§ **Excerpted passage**
=-=-=-=-=
Normally, it takes pricey equipment and expertise to create an accurate 3D reconstruction of a face that’s realistic and doesn’t look creepy.
Using a smartphone to shoot a continuous video of the front and sides of the face generates a dense cloud of data. The two-step process uses that data, with some help from deep learning algorithms, to build a digital reconstruction of the face.
The team’s experiments show that their method can achieve sub-millimeter accuracy, outperforming other camera-based processes.
A digital face might be used to build an avatar for gaming or for virtual or augmented reality, and could also be used in animation, biometric identification, and even medical procedures. An accurate 3D rendering of the face might also be useful in building customized surgical masks or respirators.
“Building a 3D reconstruction of the face has been an open problem in computer vision and graphics because people are very sensitive to the look of facial features,” says Simon Lucey, an associate research professor at Carnegie Mellon University’s Robotics Institute. “Even slight anomalies in the reconstructions can make the end result look unrealistic.”
=-=-=-=-=
(Point localization data)
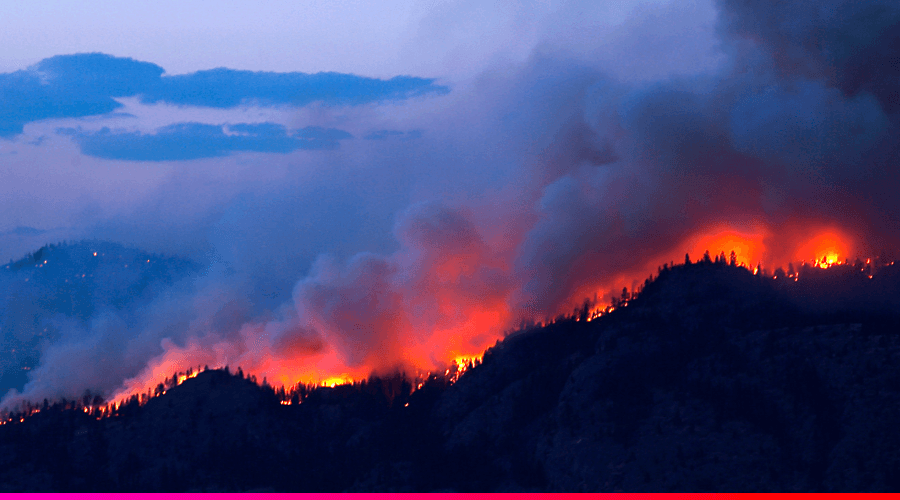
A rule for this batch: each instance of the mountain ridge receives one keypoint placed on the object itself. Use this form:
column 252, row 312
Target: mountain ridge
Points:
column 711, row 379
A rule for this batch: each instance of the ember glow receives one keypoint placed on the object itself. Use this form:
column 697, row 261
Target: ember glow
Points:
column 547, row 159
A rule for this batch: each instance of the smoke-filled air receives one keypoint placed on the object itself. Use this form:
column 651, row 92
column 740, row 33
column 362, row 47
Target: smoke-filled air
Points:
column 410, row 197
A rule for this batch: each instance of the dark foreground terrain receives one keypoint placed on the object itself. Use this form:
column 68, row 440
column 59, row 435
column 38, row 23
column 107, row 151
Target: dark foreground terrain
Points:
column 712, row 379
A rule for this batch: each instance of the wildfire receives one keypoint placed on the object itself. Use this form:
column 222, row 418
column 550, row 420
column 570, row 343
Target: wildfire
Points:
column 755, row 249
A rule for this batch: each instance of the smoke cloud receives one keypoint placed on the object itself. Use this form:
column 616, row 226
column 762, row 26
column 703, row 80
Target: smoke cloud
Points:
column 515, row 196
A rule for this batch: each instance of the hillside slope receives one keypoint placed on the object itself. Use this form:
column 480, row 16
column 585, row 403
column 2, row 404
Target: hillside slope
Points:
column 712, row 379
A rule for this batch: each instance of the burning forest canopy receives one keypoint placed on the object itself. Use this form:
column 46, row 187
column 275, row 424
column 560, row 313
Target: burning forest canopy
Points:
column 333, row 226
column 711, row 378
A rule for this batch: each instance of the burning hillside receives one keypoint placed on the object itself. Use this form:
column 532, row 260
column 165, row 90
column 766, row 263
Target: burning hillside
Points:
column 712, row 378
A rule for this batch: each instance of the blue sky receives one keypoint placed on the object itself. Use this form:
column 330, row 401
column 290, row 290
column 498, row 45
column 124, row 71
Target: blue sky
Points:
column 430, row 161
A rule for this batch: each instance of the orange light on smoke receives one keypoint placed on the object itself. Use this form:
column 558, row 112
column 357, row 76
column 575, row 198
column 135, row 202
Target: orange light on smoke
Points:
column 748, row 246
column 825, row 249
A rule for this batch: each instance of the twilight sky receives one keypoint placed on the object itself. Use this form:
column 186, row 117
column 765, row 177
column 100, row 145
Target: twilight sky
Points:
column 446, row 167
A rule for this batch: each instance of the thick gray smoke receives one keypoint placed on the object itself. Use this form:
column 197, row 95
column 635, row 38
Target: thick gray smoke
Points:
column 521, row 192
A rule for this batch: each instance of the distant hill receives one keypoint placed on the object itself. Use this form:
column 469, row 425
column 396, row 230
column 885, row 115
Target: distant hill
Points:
=-=-=-=-=
§ **Work to be completed**
Name every use the passage on 3D face reconstruction gives for a digital face or an accurate 3D rendering of the face. Work from the text alone, leaving the listing aside.

§ **Response area**
- Building an avatar for gaming or for virtual or augmented reality
- Animation
- Biometric identification
- Medical procedures
- Building customized surgical masks or respirators